═══ Input for this task ═══

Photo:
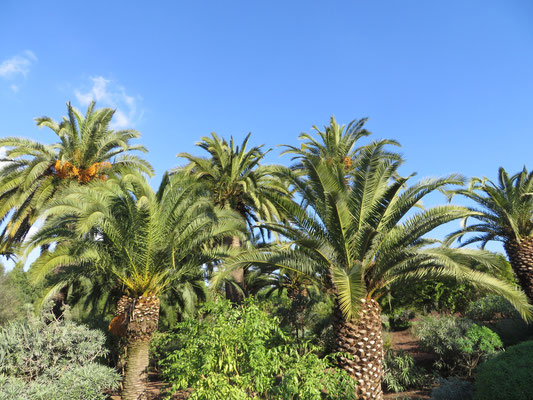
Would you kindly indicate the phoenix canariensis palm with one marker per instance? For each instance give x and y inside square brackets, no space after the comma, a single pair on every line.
[34,172]
[505,214]
[235,179]
[148,241]
[336,144]
[360,238]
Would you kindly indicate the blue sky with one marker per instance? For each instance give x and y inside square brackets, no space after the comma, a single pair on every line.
[452,81]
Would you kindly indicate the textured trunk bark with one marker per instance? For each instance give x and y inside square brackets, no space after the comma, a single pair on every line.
[520,256]
[362,339]
[298,298]
[136,318]
[60,299]
[233,294]
[136,370]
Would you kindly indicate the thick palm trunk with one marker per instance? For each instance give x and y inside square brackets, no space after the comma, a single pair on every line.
[362,339]
[521,258]
[137,319]
[298,297]
[233,294]
[136,370]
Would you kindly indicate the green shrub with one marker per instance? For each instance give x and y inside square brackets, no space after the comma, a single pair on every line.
[452,389]
[241,353]
[491,307]
[507,376]
[46,358]
[401,373]
[459,344]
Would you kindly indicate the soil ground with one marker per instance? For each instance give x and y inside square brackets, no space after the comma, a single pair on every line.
[402,340]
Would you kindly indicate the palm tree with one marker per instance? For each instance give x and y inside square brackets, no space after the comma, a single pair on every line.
[234,178]
[34,173]
[363,236]
[505,215]
[147,241]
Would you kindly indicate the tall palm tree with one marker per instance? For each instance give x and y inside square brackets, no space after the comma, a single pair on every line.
[505,214]
[234,178]
[360,238]
[148,241]
[33,172]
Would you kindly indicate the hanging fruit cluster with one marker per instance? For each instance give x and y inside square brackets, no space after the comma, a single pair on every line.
[347,163]
[66,170]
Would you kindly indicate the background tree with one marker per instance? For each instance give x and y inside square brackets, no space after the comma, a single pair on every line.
[234,178]
[34,172]
[146,240]
[505,214]
[362,236]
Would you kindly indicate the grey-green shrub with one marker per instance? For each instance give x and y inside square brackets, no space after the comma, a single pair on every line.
[459,344]
[507,376]
[452,389]
[47,358]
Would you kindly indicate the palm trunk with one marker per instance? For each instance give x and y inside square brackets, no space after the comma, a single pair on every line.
[298,297]
[362,339]
[520,256]
[136,370]
[233,294]
[137,319]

═══

▶ _Objective_
Transcribe the records above verbatim. Do not carry over any picture.

▶ _Answer in full_
Photo:
Would you kindly indicate the phoenix canariensis palm with one marker per instance? For each instance give x and y inside square brackets, no space after the comma, a single pair on every line.
[34,172]
[505,214]
[235,179]
[148,241]
[336,144]
[360,238]
Would you kindly indicate the blue sky with one marker per instance? For each instance give x and y inside square brackets, no space after the comma, a single pair on every line.
[452,81]
Would you kindly indicate the textured trunk bark with one marker per instance? For each instance give x and y inside square brackets, no space after the comma, a single pair on every line.
[520,256]
[362,339]
[298,298]
[136,318]
[60,299]
[233,294]
[136,370]
Would you kindly indicate the thick palm trunk with one marker per instance? For each instance give x and y inside square brackets, no space after the comma, a single pair on every line.
[362,339]
[521,258]
[137,319]
[298,297]
[233,294]
[136,370]
Would you kindly indicate the green shrub with one marker per instance? For each instance give x and y inside square brackets, no space after the comma, a single pair on every line.
[452,389]
[241,353]
[491,307]
[507,376]
[46,358]
[401,373]
[459,344]
Would you kindly indicate the soil ground with one marker per instance? For each instance give x and y inside square brackets, no space after the comma, a single pair on every line.
[402,340]
Would you kindly indicate the palm tree with one marker per instance? For each instance give x and y inside square brackets, no space after the comma, a single pair on every line.
[234,178]
[34,173]
[363,236]
[505,215]
[147,241]
Would you kindly indicate the tall palm tree with one marker per instance? For each instance give x and y inside square brackets, no space after the comma, a single pair on every line.
[505,214]
[234,178]
[360,238]
[148,241]
[33,172]
Would you kindly indicate the hanging fruit cluster with one marker per instance? For each instance give x and y inside square brackets, no space after the comma, a single pair on every line.
[347,163]
[66,170]
Would you kindly indicate the background tree with one marker per instance? For each instance give x and y inside square brackets, no space after the comma, a single pair on every line.
[234,178]
[34,172]
[146,240]
[505,214]
[362,236]
Would you kindly indicate the grey-green shrub with one marker per instance? For each instance give x and y inside square brackets, no space after the comma, a single pair on every line.
[459,344]
[507,376]
[452,389]
[47,358]
Would you kindly indicate the palm trunk with one marker per instance? For each instance give x and y inside square brackets, no space after the comma, a single pair on every line.
[298,297]
[362,339]
[520,256]
[136,370]
[233,294]
[137,319]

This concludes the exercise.